To do ->
Begin at the line containing "point(433, 74)" in the data below and go on through the line containing "point(593, 204)", repeating each line exactly; include both ends and no other line.

Raw data section start

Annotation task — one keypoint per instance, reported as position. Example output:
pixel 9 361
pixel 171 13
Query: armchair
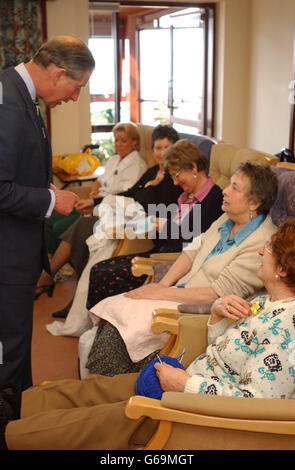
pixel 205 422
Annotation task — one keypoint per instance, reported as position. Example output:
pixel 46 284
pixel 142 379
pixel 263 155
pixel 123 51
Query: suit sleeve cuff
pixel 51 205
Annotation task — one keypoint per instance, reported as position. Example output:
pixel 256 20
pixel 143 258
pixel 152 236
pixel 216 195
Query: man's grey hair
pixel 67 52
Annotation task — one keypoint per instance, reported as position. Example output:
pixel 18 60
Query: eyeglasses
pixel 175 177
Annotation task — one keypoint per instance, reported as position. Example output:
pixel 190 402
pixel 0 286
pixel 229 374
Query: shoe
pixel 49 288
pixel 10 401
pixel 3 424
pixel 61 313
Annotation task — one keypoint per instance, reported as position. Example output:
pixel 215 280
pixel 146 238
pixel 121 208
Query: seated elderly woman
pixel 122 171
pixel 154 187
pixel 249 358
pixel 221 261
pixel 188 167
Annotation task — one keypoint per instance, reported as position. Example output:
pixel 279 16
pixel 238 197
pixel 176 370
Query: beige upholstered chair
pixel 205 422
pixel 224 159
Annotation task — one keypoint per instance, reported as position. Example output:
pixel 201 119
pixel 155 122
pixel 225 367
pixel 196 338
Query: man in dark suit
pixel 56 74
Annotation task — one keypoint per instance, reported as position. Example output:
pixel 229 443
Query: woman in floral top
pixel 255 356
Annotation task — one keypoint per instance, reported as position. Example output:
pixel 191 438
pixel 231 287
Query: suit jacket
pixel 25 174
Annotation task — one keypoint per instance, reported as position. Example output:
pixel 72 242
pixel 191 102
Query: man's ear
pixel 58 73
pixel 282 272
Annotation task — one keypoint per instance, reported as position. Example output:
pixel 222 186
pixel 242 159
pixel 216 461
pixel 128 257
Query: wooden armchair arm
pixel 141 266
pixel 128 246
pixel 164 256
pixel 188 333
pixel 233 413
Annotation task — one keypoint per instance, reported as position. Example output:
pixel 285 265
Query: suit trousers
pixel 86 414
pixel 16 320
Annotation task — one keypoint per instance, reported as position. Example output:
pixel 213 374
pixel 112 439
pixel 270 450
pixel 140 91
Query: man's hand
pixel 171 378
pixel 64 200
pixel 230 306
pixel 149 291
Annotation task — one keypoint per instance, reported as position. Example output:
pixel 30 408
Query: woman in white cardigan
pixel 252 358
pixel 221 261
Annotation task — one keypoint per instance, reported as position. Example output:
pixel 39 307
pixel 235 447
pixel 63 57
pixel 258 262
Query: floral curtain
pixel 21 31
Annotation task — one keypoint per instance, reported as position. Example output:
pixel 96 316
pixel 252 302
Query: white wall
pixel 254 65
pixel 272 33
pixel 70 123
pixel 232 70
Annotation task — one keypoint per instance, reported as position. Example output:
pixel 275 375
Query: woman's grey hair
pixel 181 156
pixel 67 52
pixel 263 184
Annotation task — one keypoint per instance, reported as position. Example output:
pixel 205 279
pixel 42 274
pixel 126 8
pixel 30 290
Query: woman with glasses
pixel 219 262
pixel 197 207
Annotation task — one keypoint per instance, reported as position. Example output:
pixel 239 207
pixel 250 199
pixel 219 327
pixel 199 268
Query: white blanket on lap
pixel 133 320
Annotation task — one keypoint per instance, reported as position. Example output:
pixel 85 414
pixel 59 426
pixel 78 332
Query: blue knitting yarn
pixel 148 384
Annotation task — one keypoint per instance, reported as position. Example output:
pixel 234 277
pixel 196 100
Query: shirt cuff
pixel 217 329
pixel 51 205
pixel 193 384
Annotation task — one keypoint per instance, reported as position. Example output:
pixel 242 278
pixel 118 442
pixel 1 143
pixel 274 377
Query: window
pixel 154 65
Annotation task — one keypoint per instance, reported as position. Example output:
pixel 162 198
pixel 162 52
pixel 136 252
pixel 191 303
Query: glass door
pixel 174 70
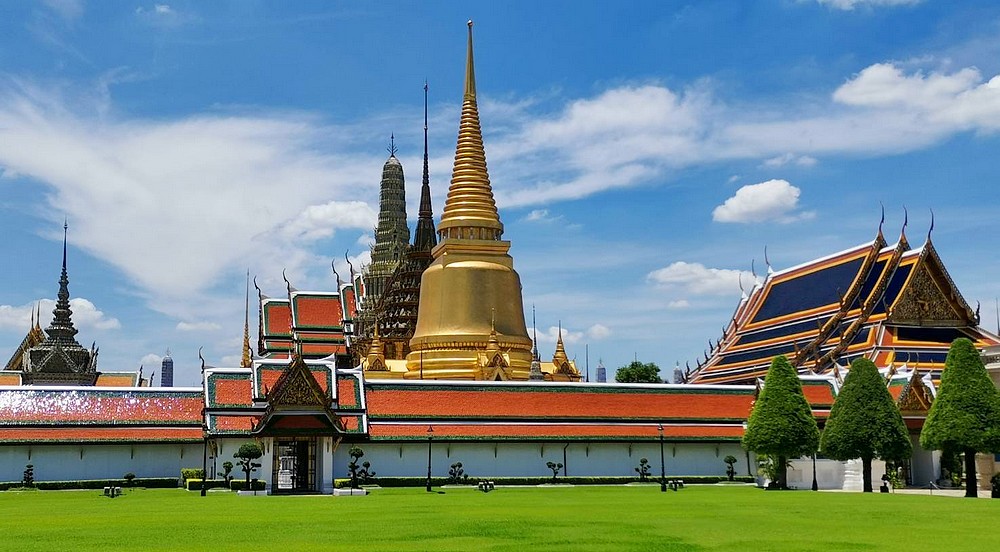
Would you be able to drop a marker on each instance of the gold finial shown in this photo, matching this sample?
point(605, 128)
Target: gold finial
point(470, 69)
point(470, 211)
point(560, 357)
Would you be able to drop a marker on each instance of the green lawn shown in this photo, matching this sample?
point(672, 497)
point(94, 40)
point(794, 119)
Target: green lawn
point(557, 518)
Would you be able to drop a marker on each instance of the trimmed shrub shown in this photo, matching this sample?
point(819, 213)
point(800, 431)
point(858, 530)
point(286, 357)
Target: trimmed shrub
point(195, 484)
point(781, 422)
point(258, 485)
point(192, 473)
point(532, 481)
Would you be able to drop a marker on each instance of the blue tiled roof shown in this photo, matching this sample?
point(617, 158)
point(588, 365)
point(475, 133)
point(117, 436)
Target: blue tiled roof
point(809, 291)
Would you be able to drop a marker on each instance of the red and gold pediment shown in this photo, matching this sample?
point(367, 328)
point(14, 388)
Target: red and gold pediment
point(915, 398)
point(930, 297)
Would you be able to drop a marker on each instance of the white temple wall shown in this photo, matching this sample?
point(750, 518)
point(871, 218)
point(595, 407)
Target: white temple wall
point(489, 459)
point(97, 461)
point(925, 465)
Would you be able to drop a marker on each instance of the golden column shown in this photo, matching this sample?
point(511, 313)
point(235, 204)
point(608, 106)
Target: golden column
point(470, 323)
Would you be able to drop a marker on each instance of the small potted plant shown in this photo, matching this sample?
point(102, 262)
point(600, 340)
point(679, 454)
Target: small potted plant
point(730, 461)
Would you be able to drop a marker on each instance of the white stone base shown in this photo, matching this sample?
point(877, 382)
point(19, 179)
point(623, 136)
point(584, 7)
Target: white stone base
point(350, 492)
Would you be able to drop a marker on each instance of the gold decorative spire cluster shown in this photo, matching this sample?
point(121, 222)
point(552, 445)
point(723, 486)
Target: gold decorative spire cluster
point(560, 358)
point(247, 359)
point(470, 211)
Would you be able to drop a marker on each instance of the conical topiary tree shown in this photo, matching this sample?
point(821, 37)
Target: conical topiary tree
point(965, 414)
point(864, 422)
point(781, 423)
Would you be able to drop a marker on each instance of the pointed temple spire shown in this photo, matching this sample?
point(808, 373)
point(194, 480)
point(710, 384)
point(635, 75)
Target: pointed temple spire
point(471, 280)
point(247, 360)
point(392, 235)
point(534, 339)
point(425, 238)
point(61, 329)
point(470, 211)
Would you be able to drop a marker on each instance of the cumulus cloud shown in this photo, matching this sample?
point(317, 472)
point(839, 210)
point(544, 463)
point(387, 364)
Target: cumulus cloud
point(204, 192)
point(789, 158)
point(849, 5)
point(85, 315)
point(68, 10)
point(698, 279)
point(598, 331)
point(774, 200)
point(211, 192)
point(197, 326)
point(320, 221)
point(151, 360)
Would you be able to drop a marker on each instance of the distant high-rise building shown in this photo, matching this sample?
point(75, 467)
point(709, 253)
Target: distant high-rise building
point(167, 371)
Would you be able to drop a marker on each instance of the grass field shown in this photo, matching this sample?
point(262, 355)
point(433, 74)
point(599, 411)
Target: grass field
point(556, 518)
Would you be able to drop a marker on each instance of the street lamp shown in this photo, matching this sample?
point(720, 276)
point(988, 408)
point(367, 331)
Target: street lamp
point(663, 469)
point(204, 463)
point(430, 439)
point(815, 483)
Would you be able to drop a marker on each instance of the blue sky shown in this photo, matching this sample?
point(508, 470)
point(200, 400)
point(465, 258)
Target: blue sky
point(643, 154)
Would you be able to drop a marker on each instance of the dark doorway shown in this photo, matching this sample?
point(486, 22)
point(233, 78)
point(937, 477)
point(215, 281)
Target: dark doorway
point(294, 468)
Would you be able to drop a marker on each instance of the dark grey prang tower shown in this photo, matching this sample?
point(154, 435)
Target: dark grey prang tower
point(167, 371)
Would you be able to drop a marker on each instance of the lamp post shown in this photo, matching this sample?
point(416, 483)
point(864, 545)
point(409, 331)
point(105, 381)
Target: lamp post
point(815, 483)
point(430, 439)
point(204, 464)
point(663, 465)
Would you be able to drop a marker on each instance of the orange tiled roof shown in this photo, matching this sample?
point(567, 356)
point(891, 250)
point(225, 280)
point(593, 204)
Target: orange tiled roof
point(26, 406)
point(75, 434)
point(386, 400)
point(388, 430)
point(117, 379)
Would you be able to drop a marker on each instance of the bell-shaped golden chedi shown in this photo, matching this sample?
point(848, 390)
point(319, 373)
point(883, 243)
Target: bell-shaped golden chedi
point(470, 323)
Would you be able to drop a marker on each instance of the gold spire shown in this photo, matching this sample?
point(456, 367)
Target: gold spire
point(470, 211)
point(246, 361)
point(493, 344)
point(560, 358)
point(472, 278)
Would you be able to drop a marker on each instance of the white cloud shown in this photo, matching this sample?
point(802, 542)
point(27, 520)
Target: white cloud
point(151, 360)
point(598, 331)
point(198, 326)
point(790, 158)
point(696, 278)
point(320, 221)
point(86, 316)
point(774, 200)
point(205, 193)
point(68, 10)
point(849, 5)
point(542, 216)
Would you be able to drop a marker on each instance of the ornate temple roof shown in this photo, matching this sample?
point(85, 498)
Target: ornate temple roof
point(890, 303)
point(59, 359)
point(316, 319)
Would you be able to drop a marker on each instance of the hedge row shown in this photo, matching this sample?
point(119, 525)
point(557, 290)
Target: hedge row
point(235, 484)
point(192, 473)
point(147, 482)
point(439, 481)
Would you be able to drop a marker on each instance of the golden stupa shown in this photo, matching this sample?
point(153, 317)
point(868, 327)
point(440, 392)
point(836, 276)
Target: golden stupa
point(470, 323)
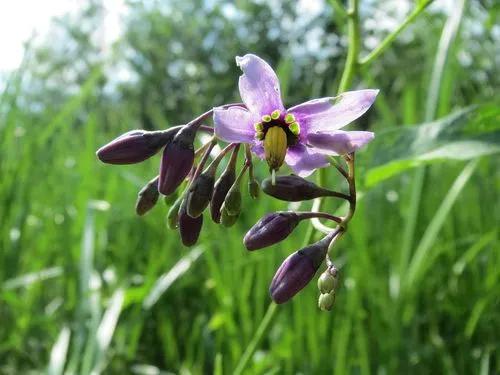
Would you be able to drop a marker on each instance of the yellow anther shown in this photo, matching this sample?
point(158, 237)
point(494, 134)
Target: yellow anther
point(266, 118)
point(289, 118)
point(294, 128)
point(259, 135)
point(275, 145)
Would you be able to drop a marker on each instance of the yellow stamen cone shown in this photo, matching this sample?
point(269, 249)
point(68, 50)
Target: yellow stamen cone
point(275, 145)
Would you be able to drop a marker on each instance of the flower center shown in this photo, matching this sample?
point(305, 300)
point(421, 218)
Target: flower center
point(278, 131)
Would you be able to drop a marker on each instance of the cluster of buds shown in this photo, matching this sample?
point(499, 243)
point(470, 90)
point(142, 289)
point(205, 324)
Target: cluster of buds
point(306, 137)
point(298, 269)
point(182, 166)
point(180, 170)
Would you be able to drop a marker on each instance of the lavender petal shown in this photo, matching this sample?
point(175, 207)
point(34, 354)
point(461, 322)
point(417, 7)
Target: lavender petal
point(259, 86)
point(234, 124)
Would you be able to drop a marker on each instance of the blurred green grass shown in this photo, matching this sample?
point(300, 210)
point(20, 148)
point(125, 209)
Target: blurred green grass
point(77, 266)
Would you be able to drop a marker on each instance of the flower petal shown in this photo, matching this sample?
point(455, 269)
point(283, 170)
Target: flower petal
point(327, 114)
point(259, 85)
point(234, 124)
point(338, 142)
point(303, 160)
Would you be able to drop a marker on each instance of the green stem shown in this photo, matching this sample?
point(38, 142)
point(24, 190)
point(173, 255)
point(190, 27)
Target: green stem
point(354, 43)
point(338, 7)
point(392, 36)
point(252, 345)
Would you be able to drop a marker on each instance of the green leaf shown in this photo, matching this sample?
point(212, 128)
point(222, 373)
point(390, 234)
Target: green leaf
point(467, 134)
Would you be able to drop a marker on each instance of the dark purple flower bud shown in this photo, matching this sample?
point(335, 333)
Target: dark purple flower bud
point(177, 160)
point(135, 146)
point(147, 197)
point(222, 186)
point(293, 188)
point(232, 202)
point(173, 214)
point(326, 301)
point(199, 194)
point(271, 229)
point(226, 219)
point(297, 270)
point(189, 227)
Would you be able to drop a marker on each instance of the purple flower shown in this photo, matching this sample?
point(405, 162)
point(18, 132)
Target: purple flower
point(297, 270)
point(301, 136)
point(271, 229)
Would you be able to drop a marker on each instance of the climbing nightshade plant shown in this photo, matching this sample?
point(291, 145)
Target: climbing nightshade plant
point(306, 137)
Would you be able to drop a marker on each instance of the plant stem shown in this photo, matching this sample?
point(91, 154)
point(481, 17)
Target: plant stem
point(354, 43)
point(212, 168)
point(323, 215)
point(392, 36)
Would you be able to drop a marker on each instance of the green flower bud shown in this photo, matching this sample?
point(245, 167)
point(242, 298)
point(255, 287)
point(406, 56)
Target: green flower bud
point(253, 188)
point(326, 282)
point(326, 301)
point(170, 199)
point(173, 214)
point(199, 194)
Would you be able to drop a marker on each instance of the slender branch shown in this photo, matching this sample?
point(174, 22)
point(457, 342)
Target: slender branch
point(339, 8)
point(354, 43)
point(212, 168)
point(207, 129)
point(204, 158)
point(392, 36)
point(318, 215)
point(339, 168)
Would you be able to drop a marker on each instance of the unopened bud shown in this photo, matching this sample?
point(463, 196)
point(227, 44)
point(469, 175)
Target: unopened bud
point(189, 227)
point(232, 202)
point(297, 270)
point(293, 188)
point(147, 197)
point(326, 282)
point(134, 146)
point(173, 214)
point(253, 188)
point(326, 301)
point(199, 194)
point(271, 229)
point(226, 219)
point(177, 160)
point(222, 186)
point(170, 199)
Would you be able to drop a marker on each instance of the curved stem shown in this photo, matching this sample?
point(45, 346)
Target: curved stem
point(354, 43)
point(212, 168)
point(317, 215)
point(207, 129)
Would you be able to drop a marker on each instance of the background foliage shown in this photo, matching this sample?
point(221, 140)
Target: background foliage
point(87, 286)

Raw data section end

Response to the task ->
point(433, 74)
point(599, 411)
Target: grass field
point(556, 518)
Would you be able to drop a marker on each instance of the street lamp shown in this photo, matching this sample?
point(720, 276)
point(988, 408)
point(367, 331)
Target: street lamp
point(663, 469)
point(204, 463)
point(430, 439)
point(815, 483)
Would you be able to drop a marker on each instance of the blue sky shown in this photo, matching this sample?
point(508, 470)
point(200, 400)
point(465, 258)
Target: blue sky
point(643, 154)
Would you be able to drop a marker on each instance of the dark doorway shown in this photo, matching this sample?
point(486, 22)
point(233, 78)
point(937, 477)
point(215, 281)
Target: dark doorway
point(294, 468)
Would you be able to drop a marker on each instance of the dark grey prang tower shown in this photo, matching this sample?
point(154, 435)
Target: dark grey prang tower
point(167, 371)
Would you be able to drop a marker on each instance of the lamp post shown in this photo, matching this sample?
point(416, 483)
point(864, 545)
point(409, 331)
point(105, 381)
Target: lamp post
point(815, 483)
point(430, 439)
point(204, 464)
point(663, 465)
Would you be able to drop a marker on each instance of the orange tiled roof shown in this photo, matching this sample?
point(567, 356)
point(891, 250)
point(225, 280)
point(593, 204)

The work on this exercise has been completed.